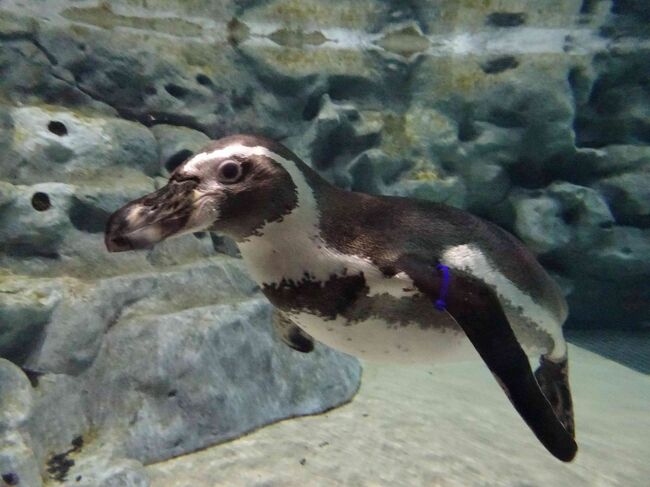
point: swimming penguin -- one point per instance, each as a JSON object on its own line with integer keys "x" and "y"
{"x": 379, "y": 277}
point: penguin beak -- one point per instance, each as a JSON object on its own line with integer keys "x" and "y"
{"x": 152, "y": 218}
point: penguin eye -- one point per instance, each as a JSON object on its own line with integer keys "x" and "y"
{"x": 229, "y": 172}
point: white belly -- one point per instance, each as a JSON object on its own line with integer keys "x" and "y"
{"x": 376, "y": 340}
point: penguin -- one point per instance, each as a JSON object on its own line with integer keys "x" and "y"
{"x": 380, "y": 277}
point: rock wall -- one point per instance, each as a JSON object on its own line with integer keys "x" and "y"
{"x": 534, "y": 114}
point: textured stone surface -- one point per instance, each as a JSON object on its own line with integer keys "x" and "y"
{"x": 532, "y": 114}
{"x": 447, "y": 425}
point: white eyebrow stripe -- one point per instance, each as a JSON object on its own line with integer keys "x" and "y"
{"x": 195, "y": 163}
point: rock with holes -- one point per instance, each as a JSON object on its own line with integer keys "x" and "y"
{"x": 629, "y": 196}
{"x": 17, "y": 463}
{"x": 35, "y": 220}
{"x": 562, "y": 218}
{"x": 176, "y": 144}
{"x": 15, "y": 397}
{"x": 55, "y": 144}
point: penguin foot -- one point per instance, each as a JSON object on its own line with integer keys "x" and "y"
{"x": 553, "y": 380}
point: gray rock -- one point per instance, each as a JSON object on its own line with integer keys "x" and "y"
{"x": 53, "y": 143}
{"x": 564, "y": 217}
{"x": 17, "y": 460}
{"x": 629, "y": 196}
{"x": 210, "y": 374}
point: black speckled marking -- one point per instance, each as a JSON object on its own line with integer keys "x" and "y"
{"x": 347, "y": 297}
{"x": 327, "y": 299}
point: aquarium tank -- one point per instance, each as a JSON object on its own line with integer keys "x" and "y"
{"x": 415, "y": 177}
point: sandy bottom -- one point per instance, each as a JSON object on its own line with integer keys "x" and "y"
{"x": 445, "y": 425}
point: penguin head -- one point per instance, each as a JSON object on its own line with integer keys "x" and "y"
{"x": 234, "y": 186}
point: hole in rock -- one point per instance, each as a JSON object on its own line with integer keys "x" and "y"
{"x": 41, "y": 201}
{"x": 506, "y": 19}
{"x": 202, "y": 79}
{"x": 499, "y": 64}
{"x": 57, "y": 128}
{"x": 10, "y": 478}
{"x": 175, "y": 90}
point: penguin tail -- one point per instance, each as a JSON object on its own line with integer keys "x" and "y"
{"x": 553, "y": 379}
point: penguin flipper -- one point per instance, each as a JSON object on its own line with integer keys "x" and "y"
{"x": 476, "y": 308}
{"x": 291, "y": 334}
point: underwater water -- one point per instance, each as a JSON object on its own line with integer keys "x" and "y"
{"x": 166, "y": 365}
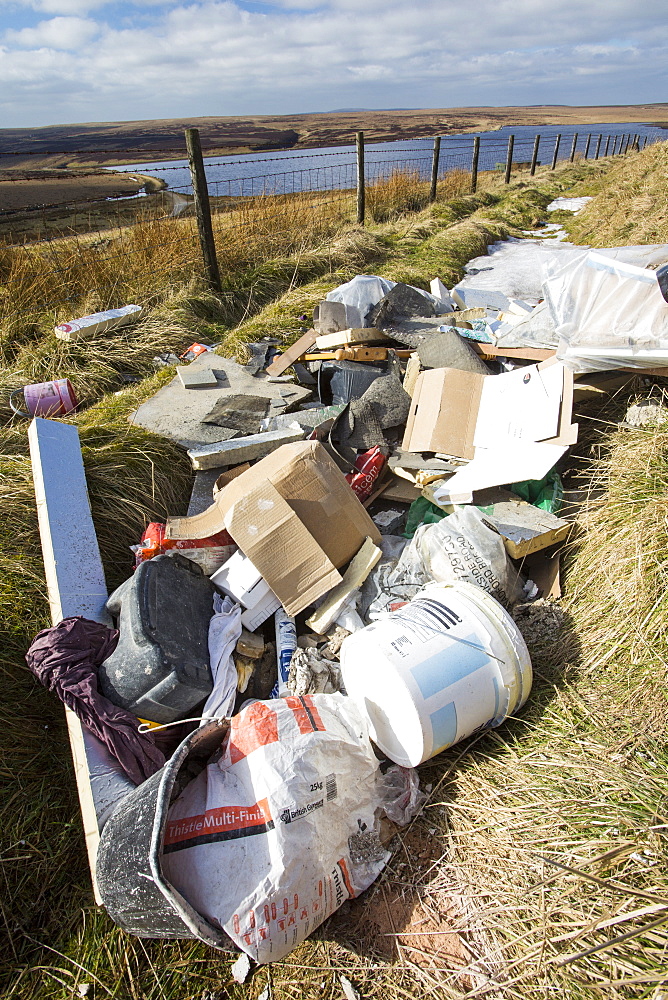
***
Written request ▸
Copy every entry above verbatim, omitting the pictures from your answer.

Reply ▸
point: swimming penguin -- one point per instance, each as a JSON object on its own line with integer keys "x" and "y"
{"x": 379, "y": 277}
point: penguin beak -- one point per instance, each as a JSON object on its own line with integer keys "x" and "y"
{"x": 152, "y": 218}
point: penguin eye -- one point per instance, each as a JSON object on its own line with integer keys "x" and "y"
{"x": 229, "y": 172}
point: white belly -- one point per instance, each as a JSON object on its own line with integer keys "x" and "y"
{"x": 376, "y": 340}
point: penguin -- one point per instance, each as a JSON object on its own line with integer keys "x" and "y"
{"x": 380, "y": 277}
point: rock wall -- one point per instance, each as a JSON object on its own line with integer keys "x" and "y"
{"x": 534, "y": 114}
point: textured stone surface -- one point per instance, each as a JSON object on its own line with integer keys "x" and "y"
{"x": 532, "y": 114}
{"x": 447, "y": 425}
point: white eyebrow stripe -- one point per instance, each as a JSON object on its own line with integer keys "x" and "y"
{"x": 195, "y": 163}
point: rock with holes -- one point per instance, each as a JSON object on its own line with integer keys "x" and "y"
{"x": 629, "y": 196}
{"x": 17, "y": 463}
{"x": 35, "y": 220}
{"x": 562, "y": 218}
{"x": 176, "y": 144}
{"x": 15, "y": 397}
{"x": 55, "y": 144}
point: penguin foot -- one point per instance, each as a JSON object on its own line with integer keys "x" and "y"
{"x": 553, "y": 380}
point: gray rock -- one point per instance, each as a JSON object on its own line with integer keys "x" and "y"
{"x": 53, "y": 143}
{"x": 564, "y": 217}
{"x": 17, "y": 460}
{"x": 629, "y": 196}
{"x": 210, "y": 374}
point: black speckled marking -- one point per instance, each as a JSON object on its own line with integer keys "x" and "y"
{"x": 347, "y": 297}
{"x": 327, "y": 299}
point: aquarium tank -- one point per instance, each as a JSON object on its own line with integer keys "x" and "y"
{"x": 415, "y": 177}
point: sandy bottom -- one point per instance, each as a JSON object on its own line with integer keys "x" and "y"
{"x": 445, "y": 425}
point: penguin head -- one point per instance, each as a JSON object on its own line with integer keys "x" and "y"
{"x": 234, "y": 186}
point: hole in rock -- one point per instance, each as a JSON object on its own line with integer keys "x" and "y"
{"x": 41, "y": 201}
{"x": 506, "y": 19}
{"x": 202, "y": 79}
{"x": 499, "y": 64}
{"x": 57, "y": 128}
{"x": 10, "y": 478}
{"x": 175, "y": 90}
point: penguin tail -- one point per instance, each as a JSON object on its own line with integer keys "x" and "y"
{"x": 553, "y": 379}
point: penguin flipper -- one point per instance, each as a JSON object on its own line with integer keys "x" and "y"
{"x": 476, "y": 308}
{"x": 291, "y": 334}
point: underwater water -- one point per instance, each as a JSON object on its own line with integer keys "x" and "y"
{"x": 166, "y": 365}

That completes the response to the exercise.